Start of Selected passage

Honestly, so do I, and I could accept the use of a hook in
generic_redo in this code path which is really... Generic. Any other
infrastructure is going to be one brick shy of a load, and we are
actually sure that those routines are getting loaded once we reach the
first redo routine as far as I know. We could for example force the
hook to set some validation flags that are then checked in the generic
redo routine, and mark in the WAL record itself that this record
should have used the hook. If the record is replayed and this hook is
missing, then do a FATAL and prevent recovery to move on.
-- 
Michael



Re: Some other things about contrib/bloom and generic_xlog.c

От
Craig Ringer
Дата:
On 12 April 2016 at 10:09, Michael Paquier <michael.paquier@gmail.com> wrote:
On Tue, Apr 12, 2016 at 10:54 AM, Craig Ringer <craig@2ndquadrant.com> wrote: 

> If you rely on shared_preload_libraries, then "oops, I forgot to put
> myextension in shared_preload_libraries on the downstream" becomes a Bad
> Thing. There's no way to go back and redo the work you've passed over. You
> have to recreate the standby. Worse, it's silently wrong. The server has no
> idea it was meant to do anything and no way to tell the user it couldn't do
> what it was meant to do.

Well, one playing with the generic WAL record facility is

Yeah... that's what people say about a lot of things.

If it's there, someone will shoot their foot off with it and blame us.

There's a point where you have to say "well, that was dumb, you had to take the safety off, remove the barrel plug attached to the giant sign saying 'do not remove', find and insert the bolt, and load the ammunition yourself first, maybe you shouldn't have done that?"

However, that doesn't mean we should make it easy for a simple oversight to have serious data correctness implications. I'm on the fence about whether this counts; enough so that I wouldn't fight hard to get it in even if a patch existed, which it doesn't, and we weren't past feature freeze, which we are.
 
 
Any other
infrastructure is going to be one brick shy of a load

I disagree. It's very useful, just not for what you (and I) want to use it for. It's still quite reasonable for custom index representations, and it can be extended later.
 
We could for example force the
hook to set some validation flags that are then checked in the generic
redo routine, and mark in the WAL record itself that this record
should have used the hook. If the record is replayed and this hook is
missing, then do a FATAL and prevent recovery to move on.


Right, but _which_ routine on the standby? How does the standby know which hook must be called? You can't just say "any hook"; there might be multiple ones interested in different generic WAL messages. You need a registration system of some sort and a way for the standby and master to agree on how to identify extensions that have redo hooks for generic WAL. Then you need to be able to look up that registration in some manner during redo.

The simplest registration system would be something like a function called at _PG_init time that passes a globally-unique integer identifier for the extension that maps to some kind of central web-based registry where we hand out IDs. Forever. Then the standby says "this xlog needs extension with generic xlog id 42 but it's missing". But we all know how well those generic global identifier systems work when people are testing and prototyping stuff, want to change versions incompatibly, etc....

End of Selected passage
Start of Extracted data

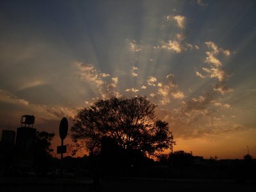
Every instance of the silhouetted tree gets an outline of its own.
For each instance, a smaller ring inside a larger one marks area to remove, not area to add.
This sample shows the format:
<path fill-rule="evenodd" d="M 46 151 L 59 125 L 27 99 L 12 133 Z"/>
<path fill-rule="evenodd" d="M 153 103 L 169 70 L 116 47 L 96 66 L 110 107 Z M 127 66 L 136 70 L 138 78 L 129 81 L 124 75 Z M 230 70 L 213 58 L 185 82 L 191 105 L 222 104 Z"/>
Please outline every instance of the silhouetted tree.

End of Extracted data

**What is asked**
1 > Please list each action in the generic WAL thread's firearm comparison that someone would have to carry out before shooting their foot off.
2 > Carry on writing the generic WAL thread from its final sentence.
The rows are separate material, unrelated to the generic WAL thread.

**Task answers**
1 >
- Take the safety off.
- Remove the barrel plug attached to the giant sign saying "do not remove."
- Find and insert the bolt.
- Load the ammunition yourself.

2 >
So I disagree it's as simple as a validation flag.

--
 Craig Ringer                   http://www.2ndQuadrant.com/
 PostgreSQL Development, 24x7 Support, Training & Services

Re: Some other things about contrib/bloom and generic_xlog.c

От
Alexander Korotkov
Дата:
On Tue, Apr 12, 2016 at 3:08 AM, Michael Paquier <michael.paquier@gmail.com> wrote:
What I thought we should be able to do with that should not be only
limited to indexes, aka to:
- Be able to register and log full pages
- Be able to log data associated to a block
- Be able to have record data
- Use at recovery custom routines to apply those WAL records
The first 3 ones are done via the set of routines generating WAL
records for the rmgr RM_GENERIC_ID. The 4th one needs a hook in
generic_redo. Looking at the thread where this patch has been debated
I am not seeing a discussion regarding that.

I've designed generic xlog under following restrictions:
 - We don't want users to register their own redo functions since it could affect reliability. Unfortunately, I can't find original discussion now.
 - API should be as simple as possible for extension author.

However, I think we should add some way for custom redo functions one day.  If we will add pluggable storage engines (I hope one day we will), then we would face some engines which don't use our buffer manager.  For such pluggable storage engines, current generic WAL wouldn't work, but user-defined redo functions would.

Now, my view is that we will need kind of two-phase recovery in order to provide user-defined redo functions:
1) In the first phase, all built-in objects are recovered.  After this phase, we can use system catalog.
2) In the second phase, user-defined redo functions are called on the base of consistent system catalog.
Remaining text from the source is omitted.